__Aim__: Copy out the stretch of the tortious liability passage from "The concept of tortious" through "damage and foreseeability.", renaming "duty of care" as "obligation of care" wherever it occurs.
======== Page extract
The concept of tortious liability is based on three or four identified principles viz; the concept of duty of care, the breach of duty of care, the concept of foreseeability and remoteness of damage resulting from the breach and sometimes the question of causation is given a separate treatment although it can be subsumed into remoteness of damage and foreseeability.
Suffice it to say to say that among all the above-mentioned concepts that foreseeability is the key concept in determining tortious liability. See Viscount Simmonds in the case of Overseas Oil Tankship Ltd v Morts Dock Engineering Ltd [1961] popularly known as the Wagon Mound’s case.
Foreseeability of harm is therefore the touchstone for the imposition of a duty of care in determining tortious liability in any given case: and in the context of tortious liability for physical injury, it is usually sufficient on the part of a plaintiff or claimant to establish the existence of a duty of care on the part of the defendant owed to the plaintiff/claimant in a given situation. See the famous case of Donoghue v Stevenson [1932] per Lord Atkin of the House of Lords [as he then was]. In other words, where a plaintiff is at risk of physical harm as a plaintiff and the defendant can foresee this, liability will kick in the given situation. This is sometimes characterised as the doctrine of remoteness of damage or injury. Accordingly, a plaintiff cannot recover damages or compensation for injuries which are too remote in the sense that they were not reasonably foreseeable as arising from the defender's conduct. See the case of Overseas Oil and Tankship Ltd v Morts Dock Engineering Ltd [The Wagon Mound case [1969]. See also the earlier court of appeal decision in Re Polemis [1948]. Note that Re Polemis case is no longer a good authority as it has been overtaken by the new rule in Wagon Mound case for the earlier judicial approach to the vexed issue of foreseeability.
================
======== Records supplied
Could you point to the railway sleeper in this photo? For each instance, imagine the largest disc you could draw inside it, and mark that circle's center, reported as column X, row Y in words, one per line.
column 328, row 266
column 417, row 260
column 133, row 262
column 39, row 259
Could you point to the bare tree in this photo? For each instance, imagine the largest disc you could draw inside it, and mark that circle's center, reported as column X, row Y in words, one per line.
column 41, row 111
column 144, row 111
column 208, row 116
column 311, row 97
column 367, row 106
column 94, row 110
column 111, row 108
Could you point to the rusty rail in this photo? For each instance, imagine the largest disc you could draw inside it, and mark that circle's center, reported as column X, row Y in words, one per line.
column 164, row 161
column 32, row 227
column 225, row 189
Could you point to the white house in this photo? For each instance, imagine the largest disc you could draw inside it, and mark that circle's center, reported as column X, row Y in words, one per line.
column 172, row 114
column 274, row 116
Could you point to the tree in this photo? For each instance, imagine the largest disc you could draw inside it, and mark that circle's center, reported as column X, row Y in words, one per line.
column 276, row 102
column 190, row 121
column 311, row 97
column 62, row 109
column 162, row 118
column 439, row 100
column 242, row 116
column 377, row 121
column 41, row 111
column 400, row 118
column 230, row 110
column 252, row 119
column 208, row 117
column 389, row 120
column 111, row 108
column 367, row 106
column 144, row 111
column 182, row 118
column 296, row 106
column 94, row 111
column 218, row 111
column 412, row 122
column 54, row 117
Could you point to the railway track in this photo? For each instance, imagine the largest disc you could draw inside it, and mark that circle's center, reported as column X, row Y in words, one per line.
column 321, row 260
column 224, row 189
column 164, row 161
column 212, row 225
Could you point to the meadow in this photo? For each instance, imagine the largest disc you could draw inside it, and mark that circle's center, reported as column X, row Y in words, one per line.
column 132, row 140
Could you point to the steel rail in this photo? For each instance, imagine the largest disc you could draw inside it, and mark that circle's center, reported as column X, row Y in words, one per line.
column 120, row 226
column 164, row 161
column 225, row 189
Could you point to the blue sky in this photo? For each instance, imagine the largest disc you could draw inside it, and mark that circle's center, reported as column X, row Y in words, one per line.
================
__Exercise answer__:
The concept of tortious liability is based on three or four identified principles viz; the concept of obligation of care, the breach of obligation of care, the concept of foreseeability and remoteness of damage resulting from the breach and sometimes the question of causation is given a separate treatment although it can be subsumed into remoteness of damage and foreseeability.